> [TEXT BLOCK]:
The Ensuring Likeness, Voice and Image Security Act — or ELVIS Act — passed in both its state House and Senate committee meetings Tuesday. Now the bill will be scheduled for its third reading on the floor.
The legislation, brought by Gov. Bill Lee, was sponsored in the House by Majority Leader William Lamberth (R-Portland), who spoke about the bill during Tuesday's Commerce Committee meeting.
“If you hear just the first few bars of a song by Elvis, or Willie Nelson, or Dolly Parton, or any number of stars out there, you immediately know who that is,” Lamberth said. “Their voice is distinctive. It’s their art.”
The bill would make Tennessee the first state to address protections for individuals from artificial intelligence as deep fakes circulate on the internet and questions emerge over the seeming use of an artist's voice in AI-generated songs.
Emily Burrows leads Nashville firm Bass, Berry & Sims' AI law practice. She says watching these bills as they work their way through sessions across the U.S. is important for helping their clients, for example, keep compliant in their contracts and not have to make changes every time a new law is passed.
“With all the AI regulations that are going on, the technology is changing faster than the laws are, and so it's just a matter of being realistic in what the laws say and how that impacts technology,” Burrows says. “But it's just a matter of balancing the need for innovation, which is a great thing. And it has helped musicians and other people as well versus protecting individual rights.”
Sen. Jack Johnson (R-Franklin), who sponsors the companion Senate bill, spoke about the legislation during a Policy Talks session in Williamson County.
“There’s a lot of conversations about AI and technology and where that’s all going," Johnson said. "Some of that is very exciting; some of it is very scary."
The act would add "voice" to the protections that already exist for Tennesseans’ name, image and likeness. Some other states, such as California, have voice protections already. However, what's new with Tennessee’s law is the language regarding “an algorithm, software, tool or other technology, service or device.”
“At the core of this bill ... we’re protecting their voices from some robot somewhere or another stealing their art and then putting it out there and making money off of it,” Lamberth said.
Songwriter and recording artist Natalie Grant also spoke during the House Commerce Committee meeting.
“This is not just a problem that affects celebrities; this is a human problem that affects us all,” Grant said. “As a faith-based artist, the idea that my face and likeness could be also used in a way that opposes my beliefs and a message that I have spent the last 25 years promoting is honestly terrifying.”
Tim Estes, CEO and founder of Angel AI and co-founder of Nashville’s Innovation Studio, said that because the technology has been so new, there have not been good guidelines to follow. Similarly, tech companies have had to extrapolate their own ideas about where the line should be from legacy legal standards.
“The AI world is having kind of its Napster moment with the New York Times suit against OpenAI,” Estes said. “We can’t expunge the idea of memory from AIs without essentially stopping progress on it because they have to have some kind of memory. What we can do is ensure commercial safeguards around what that memory can create and what that memory can be allowed to produce. And those safeguards today seem woefully inadequate.”
David Hodges, songwriter and founding member of the band Evanescence, said during the House Commerce Committee meeting that the use of technology to create unauthorized work of an artist is blatantly wrong.
“By adding the word 'voice,' the ELVIS act modernizes current law and makes it crystal clear that an unauthorized AI-generated fake recording is subject to legal action in Tennessee,” Hodges said.

> [TASK 1]: Rewrite the article on the ELVIS Act between "The legislation, brought" and "Tuesday's Commerce Committee meeting.", inclusive, replacing "sponsored" with "championed".
> [TASK 2]: According to the article on the ELVIS Act, who sponsors the companion Senate bill?
The listing isn't needed for anything here.

> [INFORMATION SHOWN]:
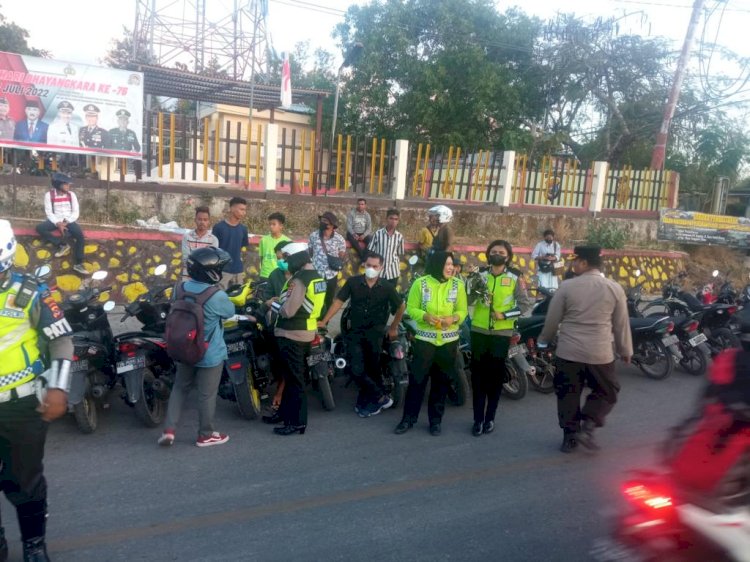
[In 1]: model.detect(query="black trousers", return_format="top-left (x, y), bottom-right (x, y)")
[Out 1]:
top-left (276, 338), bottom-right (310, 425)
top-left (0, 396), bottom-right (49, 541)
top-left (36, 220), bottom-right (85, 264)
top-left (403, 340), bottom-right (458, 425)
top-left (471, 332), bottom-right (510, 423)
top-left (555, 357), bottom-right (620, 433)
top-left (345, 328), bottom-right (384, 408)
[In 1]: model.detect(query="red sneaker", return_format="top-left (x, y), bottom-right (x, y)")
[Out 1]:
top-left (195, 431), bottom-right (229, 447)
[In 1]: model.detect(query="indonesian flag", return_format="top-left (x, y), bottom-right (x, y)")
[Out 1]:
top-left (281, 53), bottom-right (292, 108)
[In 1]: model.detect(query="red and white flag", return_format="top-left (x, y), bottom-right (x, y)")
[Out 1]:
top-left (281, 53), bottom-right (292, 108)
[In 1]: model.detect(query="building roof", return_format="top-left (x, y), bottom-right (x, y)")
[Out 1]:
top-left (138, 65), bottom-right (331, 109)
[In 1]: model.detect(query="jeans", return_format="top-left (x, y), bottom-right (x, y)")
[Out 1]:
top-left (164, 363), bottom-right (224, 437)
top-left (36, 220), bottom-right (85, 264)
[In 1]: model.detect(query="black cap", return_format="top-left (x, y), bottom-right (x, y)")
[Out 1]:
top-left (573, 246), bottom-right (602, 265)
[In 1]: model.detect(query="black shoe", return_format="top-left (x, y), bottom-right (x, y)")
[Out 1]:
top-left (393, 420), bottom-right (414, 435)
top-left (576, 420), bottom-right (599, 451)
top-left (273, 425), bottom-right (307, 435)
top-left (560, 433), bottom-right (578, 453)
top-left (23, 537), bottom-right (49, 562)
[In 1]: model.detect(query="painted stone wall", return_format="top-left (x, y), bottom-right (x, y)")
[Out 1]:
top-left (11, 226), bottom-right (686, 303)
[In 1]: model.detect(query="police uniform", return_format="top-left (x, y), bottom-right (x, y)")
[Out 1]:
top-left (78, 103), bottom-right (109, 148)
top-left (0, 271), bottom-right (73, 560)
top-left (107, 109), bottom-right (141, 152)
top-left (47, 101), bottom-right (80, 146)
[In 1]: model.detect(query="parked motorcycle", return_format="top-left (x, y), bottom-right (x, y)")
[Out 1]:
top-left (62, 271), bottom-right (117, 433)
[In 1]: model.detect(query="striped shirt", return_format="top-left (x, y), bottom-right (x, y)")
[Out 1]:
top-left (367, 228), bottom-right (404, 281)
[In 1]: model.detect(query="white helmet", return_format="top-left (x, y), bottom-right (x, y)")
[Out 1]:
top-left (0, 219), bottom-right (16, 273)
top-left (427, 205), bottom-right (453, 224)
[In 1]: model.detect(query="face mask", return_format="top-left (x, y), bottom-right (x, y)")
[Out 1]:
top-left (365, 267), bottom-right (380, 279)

---

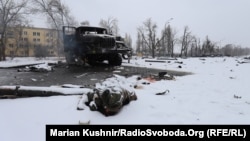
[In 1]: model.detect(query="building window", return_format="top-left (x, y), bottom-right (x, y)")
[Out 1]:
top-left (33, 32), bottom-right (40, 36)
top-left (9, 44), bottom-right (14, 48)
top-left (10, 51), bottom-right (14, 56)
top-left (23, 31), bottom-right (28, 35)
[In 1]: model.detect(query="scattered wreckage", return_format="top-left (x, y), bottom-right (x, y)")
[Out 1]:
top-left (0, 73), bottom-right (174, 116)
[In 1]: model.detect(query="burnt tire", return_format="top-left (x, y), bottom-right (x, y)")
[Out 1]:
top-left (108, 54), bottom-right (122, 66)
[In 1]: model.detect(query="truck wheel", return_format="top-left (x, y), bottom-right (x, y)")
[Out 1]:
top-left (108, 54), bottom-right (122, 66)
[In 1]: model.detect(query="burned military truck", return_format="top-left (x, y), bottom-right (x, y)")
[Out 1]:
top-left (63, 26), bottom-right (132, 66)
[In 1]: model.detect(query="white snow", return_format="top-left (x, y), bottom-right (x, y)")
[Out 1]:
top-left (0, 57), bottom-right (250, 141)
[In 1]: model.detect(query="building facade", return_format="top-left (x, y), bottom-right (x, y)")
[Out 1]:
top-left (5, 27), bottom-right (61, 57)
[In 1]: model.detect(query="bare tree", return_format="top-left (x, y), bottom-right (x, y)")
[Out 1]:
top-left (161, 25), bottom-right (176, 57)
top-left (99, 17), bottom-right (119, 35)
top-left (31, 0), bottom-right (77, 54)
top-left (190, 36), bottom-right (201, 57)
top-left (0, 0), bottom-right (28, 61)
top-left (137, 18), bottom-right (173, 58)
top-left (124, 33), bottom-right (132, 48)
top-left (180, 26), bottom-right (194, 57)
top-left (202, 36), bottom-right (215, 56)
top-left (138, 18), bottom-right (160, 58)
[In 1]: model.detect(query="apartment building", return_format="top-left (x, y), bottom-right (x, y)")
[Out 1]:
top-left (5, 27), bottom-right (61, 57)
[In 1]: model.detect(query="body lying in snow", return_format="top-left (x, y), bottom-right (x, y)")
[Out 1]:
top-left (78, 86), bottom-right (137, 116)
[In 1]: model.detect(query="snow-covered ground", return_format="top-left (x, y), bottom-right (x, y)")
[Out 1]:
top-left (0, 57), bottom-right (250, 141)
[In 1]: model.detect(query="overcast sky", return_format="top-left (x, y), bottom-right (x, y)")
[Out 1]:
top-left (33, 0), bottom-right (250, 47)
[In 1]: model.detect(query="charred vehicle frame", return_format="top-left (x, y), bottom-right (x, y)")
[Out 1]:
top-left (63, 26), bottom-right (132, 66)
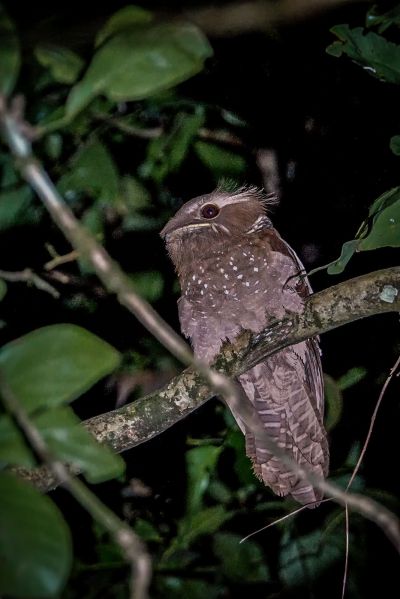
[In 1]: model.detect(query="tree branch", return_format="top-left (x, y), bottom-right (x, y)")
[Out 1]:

> [TASK RESULT 1]:
The legislation, brought by Gov. Bill Lee, was championed in the House by Majority Leader William Lamberth (R-Portland), who spoke about the bill during Tuesday's Commerce Committee meeting.

> [TASK RESULT 2]: Sen. Jack Johnson (R-Franklin)